Assigned task »
Looking through the material below, say how many lines contain the string "shorts" and add nothing more.

Input for this task »

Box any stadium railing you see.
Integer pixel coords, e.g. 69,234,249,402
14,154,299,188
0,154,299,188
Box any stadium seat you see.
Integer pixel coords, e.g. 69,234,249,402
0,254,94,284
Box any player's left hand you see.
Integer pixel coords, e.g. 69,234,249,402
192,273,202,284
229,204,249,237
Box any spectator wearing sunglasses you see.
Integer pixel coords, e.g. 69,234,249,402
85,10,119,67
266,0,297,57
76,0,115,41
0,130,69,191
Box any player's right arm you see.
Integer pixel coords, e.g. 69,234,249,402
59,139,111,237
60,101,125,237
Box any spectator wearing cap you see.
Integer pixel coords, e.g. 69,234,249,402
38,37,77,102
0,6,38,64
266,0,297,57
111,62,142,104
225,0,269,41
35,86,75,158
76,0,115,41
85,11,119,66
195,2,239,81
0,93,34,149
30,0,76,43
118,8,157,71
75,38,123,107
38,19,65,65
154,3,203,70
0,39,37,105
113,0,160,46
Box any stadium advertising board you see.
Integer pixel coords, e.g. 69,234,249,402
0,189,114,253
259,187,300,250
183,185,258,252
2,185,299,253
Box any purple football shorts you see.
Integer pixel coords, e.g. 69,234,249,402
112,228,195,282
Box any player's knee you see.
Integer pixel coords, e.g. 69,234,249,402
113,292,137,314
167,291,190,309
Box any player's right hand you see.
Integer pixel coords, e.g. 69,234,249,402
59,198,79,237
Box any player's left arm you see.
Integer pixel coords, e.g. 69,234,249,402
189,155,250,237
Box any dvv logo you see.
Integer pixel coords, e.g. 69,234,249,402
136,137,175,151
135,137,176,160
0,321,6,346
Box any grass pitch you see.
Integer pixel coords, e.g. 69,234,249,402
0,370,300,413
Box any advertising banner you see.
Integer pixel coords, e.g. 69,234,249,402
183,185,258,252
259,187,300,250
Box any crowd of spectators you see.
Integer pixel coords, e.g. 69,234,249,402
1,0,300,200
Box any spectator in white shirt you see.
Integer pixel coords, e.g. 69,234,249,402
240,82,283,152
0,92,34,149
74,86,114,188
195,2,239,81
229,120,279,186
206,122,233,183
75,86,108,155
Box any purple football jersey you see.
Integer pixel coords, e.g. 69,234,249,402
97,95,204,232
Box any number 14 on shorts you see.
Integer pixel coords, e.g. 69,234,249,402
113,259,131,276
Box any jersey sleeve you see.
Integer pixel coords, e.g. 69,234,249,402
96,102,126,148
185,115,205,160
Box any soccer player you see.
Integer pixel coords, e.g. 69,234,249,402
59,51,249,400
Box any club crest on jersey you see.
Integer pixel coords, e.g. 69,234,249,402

Written solution »
2